# EXTRACTED RECORDS
--- Start ---

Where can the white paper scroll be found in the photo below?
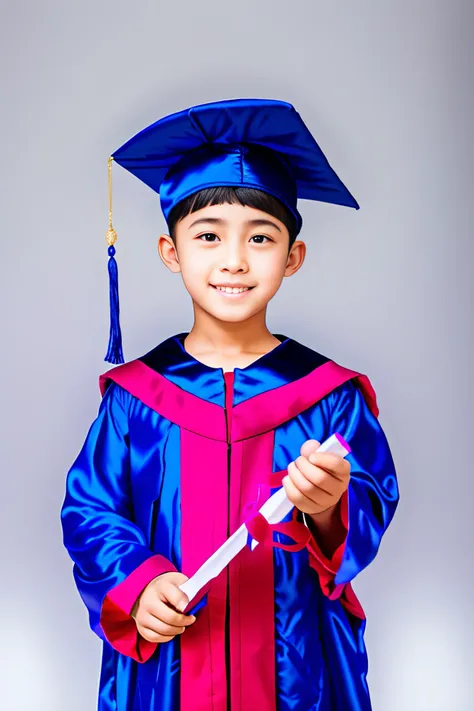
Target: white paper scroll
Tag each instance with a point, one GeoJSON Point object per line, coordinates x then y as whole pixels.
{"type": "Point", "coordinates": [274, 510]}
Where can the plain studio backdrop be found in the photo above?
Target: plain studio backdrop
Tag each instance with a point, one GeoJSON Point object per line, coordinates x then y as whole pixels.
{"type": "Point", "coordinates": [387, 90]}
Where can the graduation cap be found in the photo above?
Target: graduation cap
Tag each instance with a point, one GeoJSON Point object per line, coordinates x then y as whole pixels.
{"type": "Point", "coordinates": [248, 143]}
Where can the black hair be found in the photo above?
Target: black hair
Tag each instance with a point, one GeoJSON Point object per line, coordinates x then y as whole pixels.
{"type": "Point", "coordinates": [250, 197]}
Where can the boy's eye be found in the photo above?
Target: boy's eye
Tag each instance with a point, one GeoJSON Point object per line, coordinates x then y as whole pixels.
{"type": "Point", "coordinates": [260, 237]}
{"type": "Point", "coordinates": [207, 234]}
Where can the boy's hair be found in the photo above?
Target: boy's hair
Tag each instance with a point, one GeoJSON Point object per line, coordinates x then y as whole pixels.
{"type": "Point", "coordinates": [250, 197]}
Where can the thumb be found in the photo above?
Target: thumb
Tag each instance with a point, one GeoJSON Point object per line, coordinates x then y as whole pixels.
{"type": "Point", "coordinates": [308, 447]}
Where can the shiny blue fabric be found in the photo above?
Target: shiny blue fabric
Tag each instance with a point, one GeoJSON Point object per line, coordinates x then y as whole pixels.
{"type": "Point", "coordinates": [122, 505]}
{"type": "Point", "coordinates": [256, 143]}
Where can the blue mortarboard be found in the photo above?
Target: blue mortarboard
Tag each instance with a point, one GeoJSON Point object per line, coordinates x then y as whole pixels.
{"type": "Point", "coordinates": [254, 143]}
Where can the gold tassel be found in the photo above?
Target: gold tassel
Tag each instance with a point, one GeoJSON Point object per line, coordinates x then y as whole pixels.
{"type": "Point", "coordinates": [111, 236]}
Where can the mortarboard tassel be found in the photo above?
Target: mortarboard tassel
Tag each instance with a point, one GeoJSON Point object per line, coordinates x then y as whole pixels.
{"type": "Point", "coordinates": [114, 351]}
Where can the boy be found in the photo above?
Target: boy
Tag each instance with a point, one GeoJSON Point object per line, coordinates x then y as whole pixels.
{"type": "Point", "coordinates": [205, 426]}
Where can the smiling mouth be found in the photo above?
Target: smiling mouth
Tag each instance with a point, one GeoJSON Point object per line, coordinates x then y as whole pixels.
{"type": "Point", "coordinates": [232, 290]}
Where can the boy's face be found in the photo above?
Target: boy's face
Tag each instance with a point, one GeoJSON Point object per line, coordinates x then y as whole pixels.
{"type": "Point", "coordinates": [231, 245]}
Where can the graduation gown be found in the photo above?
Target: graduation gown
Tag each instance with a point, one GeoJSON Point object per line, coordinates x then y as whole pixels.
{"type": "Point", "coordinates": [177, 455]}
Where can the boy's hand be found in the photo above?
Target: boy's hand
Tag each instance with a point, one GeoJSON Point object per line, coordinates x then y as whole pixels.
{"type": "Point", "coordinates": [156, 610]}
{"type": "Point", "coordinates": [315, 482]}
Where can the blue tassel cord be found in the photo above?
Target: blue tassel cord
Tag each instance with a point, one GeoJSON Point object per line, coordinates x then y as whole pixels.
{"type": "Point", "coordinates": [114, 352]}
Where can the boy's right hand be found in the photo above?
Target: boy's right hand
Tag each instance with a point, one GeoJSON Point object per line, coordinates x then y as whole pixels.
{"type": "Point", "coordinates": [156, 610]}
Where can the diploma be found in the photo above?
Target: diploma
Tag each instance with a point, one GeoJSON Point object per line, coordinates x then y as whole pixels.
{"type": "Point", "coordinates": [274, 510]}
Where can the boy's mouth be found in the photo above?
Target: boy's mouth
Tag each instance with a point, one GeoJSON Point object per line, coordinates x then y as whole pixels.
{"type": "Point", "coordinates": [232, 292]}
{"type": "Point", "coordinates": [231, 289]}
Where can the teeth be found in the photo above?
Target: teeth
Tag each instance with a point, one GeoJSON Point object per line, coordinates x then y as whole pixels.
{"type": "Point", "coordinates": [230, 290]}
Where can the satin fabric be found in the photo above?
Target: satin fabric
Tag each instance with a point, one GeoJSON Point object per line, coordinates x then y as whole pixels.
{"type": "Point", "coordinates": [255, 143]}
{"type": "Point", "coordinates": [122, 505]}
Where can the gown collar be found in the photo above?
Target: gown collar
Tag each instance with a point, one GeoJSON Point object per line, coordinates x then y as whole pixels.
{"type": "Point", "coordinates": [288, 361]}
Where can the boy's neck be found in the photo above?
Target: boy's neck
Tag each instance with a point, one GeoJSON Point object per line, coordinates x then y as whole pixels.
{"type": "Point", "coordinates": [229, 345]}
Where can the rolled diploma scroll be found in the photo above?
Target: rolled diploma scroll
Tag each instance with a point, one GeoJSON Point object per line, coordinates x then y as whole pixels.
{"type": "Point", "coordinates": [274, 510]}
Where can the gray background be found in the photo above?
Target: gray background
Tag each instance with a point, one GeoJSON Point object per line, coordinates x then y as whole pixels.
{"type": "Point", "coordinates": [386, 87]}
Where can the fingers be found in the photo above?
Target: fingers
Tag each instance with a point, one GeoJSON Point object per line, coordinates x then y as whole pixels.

--- End ---

Put every line of the records above into a Markdown table with two columns, Row for the sequential number and Line for the line itself, skipping blank lines. Exclude the pictures from the table.

| Row | Line |
|---|---|
| 1 | Where can the white paper scroll be found in the photo below? |
| 2 | Target: white paper scroll |
| 3 | Tag each instance with a point, one GeoJSON Point object per line, coordinates x then y as whole pixels. |
| 4 | {"type": "Point", "coordinates": [274, 510]} |
| 5 | Where can the plain studio backdrop be found in the photo above? |
| 6 | Target: plain studio backdrop |
| 7 | Tag each instance with a point, one GeoJSON Point object per line, coordinates x then y as whole pixels. |
| 8 | {"type": "Point", "coordinates": [387, 90]} |
| 9 | Where can the graduation cap be found in the photo above? |
| 10 | Target: graduation cap |
| 11 | Tag each instance with a point, one GeoJSON Point object per line, coordinates x then y as whole pixels. |
| 12 | {"type": "Point", "coordinates": [248, 143]} |
| 13 | Where can the black hair be found in the photo above? |
| 14 | Target: black hair |
| 15 | Tag each instance with a point, one GeoJSON Point object per line, coordinates x then y as whole pixels. |
| 16 | {"type": "Point", "coordinates": [250, 197]} |
| 17 | Where can the boy's eye be found in the photo above? |
| 18 | Target: boy's eye |
| 19 | Tag each instance with a point, one GeoJSON Point object per line, coordinates x then y as whole pixels. |
| 20 | {"type": "Point", "coordinates": [260, 237]} |
| 21 | {"type": "Point", "coordinates": [207, 234]} |
| 22 | Where can the boy's hair be found in the photo above? |
| 23 | Target: boy's hair |
| 24 | Tag each instance with a point, one GeoJSON Point object per line, coordinates x then y as whole pixels. |
| 25 | {"type": "Point", "coordinates": [250, 197]} |
| 26 | Where can the thumb be found in the photo above? |
| 27 | Target: thumb |
| 28 | Tag each instance with a point, one GeoJSON Point object per line, coordinates x then y as whole pixels. |
| 29 | {"type": "Point", "coordinates": [308, 447]} |
| 30 | Where can the shiny blue fabric be found in the photo above? |
| 31 | Target: shiny blue fabric |
| 32 | Tag each instance with a point, one GeoJSON Point object per line, coordinates x then y as whole pixels. |
| 33 | {"type": "Point", "coordinates": [122, 505]} |
| 34 | {"type": "Point", "coordinates": [256, 143]} |
| 35 | Where can the blue mortarboard be found in the photo above? |
| 36 | Target: blue mortarboard |
| 37 | Tag each instance with a point, one GeoJSON Point object per line, coordinates x then y as whole pixels. |
| 38 | {"type": "Point", "coordinates": [254, 143]} |
| 39 | Where can the gold tassel be found in the photo above? |
| 40 | Target: gold tassel |
| 41 | Tag each instance with a point, one GeoJSON Point object per line, coordinates x then y as whole pixels. |
| 42 | {"type": "Point", "coordinates": [111, 236]} |
| 43 | Where can the mortarboard tassel be found in the photo above? |
| 44 | Target: mortarboard tassel |
| 45 | Tag each instance with a point, one GeoJSON Point object per line, coordinates x then y as whole pixels. |
| 46 | {"type": "Point", "coordinates": [114, 351]} |
| 47 | Where can the boy be found in the photo above? |
| 48 | Target: boy |
| 49 | Tag each instance with a point, one GeoJSON Point object per line, coordinates x then y as whole pixels. |
| 50 | {"type": "Point", "coordinates": [205, 426]} |
| 51 | Where can the smiling mouth be found in the photo above? |
| 52 | Target: smiling mouth |
| 53 | Tag each instance with a point, one GeoJSON Point object per line, coordinates x then y as whole pixels. |
| 54 | {"type": "Point", "coordinates": [232, 290]} |
| 55 | Where can the boy's face be found in the photo above? |
| 56 | Target: boy's face |
| 57 | Tag each instance with a point, one GeoJSON Point object per line, coordinates x then y as whole pixels. |
| 58 | {"type": "Point", "coordinates": [231, 245]} |
| 59 | Where can the graduation gown be found in the photo above? |
| 60 | Target: graduation gown |
| 61 | Tag each instance with a point, one GeoJSON Point object per line, coordinates x then y as whole pixels. |
| 62 | {"type": "Point", "coordinates": [177, 455]} |
| 63 | Where can the boy's hand be found in the photo above? |
| 64 | Target: boy's hand |
| 65 | Tag each instance with a point, one GeoJSON Point object per line, coordinates x then y as whole pixels. |
| 66 | {"type": "Point", "coordinates": [156, 610]} |
| 67 | {"type": "Point", "coordinates": [315, 482]} |
| 68 | Where can the blue tassel cord be found in the photo above? |
| 69 | Target: blue tassel cord |
| 70 | Tag each instance with a point, one GeoJSON Point object per line, coordinates x then y as whole pixels. |
| 71 | {"type": "Point", "coordinates": [114, 352]} |
| 72 | Where can the boy's right hand be found in the photo above? |
| 73 | Target: boy's right hand |
| 74 | Tag each instance with a point, one GeoJSON Point object per line, coordinates x then y as whole pixels. |
| 75 | {"type": "Point", "coordinates": [156, 610]} |
| 76 | Where can the diploma be found in the photo above? |
| 77 | Target: diploma |
| 78 | Tag each instance with a point, one GeoJSON Point object per line, coordinates x then y as whole pixels. |
| 79 | {"type": "Point", "coordinates": [274, 510]} |
| 80 | Where can the boy's mouth be found in the photo above? |
| 81 | Target: boy's mouth |
| 82 | Tag each instance with a point, one GeoJSON Point object per line, coordinates x then y as whole pixels. |
| 83 | {"type": "Point", "coordinates": [232, 292]} |
| 84 | {"type": "Point", "coordinates": [231, 289]} |
| 85 | Where can the teeth be found in the photo above? |
| 86 | Target: teeth |
| 87 | Tag each instance with a point, one GeoJSON Point object per line, coordinates x then y as whole pixels. |
| 88 | {"type": "Point", "coordinates": [230, 290]} |
| 89 | Where can the satin fabric be found in the photo above? |
| 90 | Target: satin fabric |
| 91 | Tag each instance with a point, one GeoJSON Point object per line, coordinates x then y as whole pixels. |
| 92 | {"type": "Point", "coordinates": [255, 143]} |
| 93 | {"type": "Point", "coordinates": [122, 505]} |
| 94 | Where can the gown collar be found in the photo above? |
| 95 | Target: gown collar |
| 96 | Tag each instance with a point, one GeoJSON Point object per line, coordinates x then y as whole pixels. |
| 97 | {"type": "Point", "coordinates": [288, 361]} |
| 98 | Where can the boy's neck be found in the photo above? |
| 99 | Target: boy's neck |
| 100 | Tag each instance with a point, one GeoJSON Point object per line, coordinates x then y as whole pixels. |
| 101 | {"type": "Point", "coordinates": [229, 345]} |
| 102 | Where can the rolled diploma scroll be found in the photo above? |
| 103 | Target: rolled diploma scroll |
| 104 | Tag each instance with a point, one GeoJSON Point object per line, coordinates x then y as whole pixels. |
| 105 | {"type": "Point", "coordinates": [274, 510]} |
| 106 | Where can the gray background be found in the photo above? |
| 107 | Target: gray background |
| 108 | Tag each instance with a point, one GeoJSON Point object per line, coordinates x then y as whole pixels. |
| 109 | {"type": "Point", "coordinates": [386, 87]} |
| 110 | Where can the fingers be found in the photo above? |
| 111 | Target: fingers |
| 112 | Tag each instance with a point, one GeoJSON Point object per line, coordinates x then y as whole pixels. |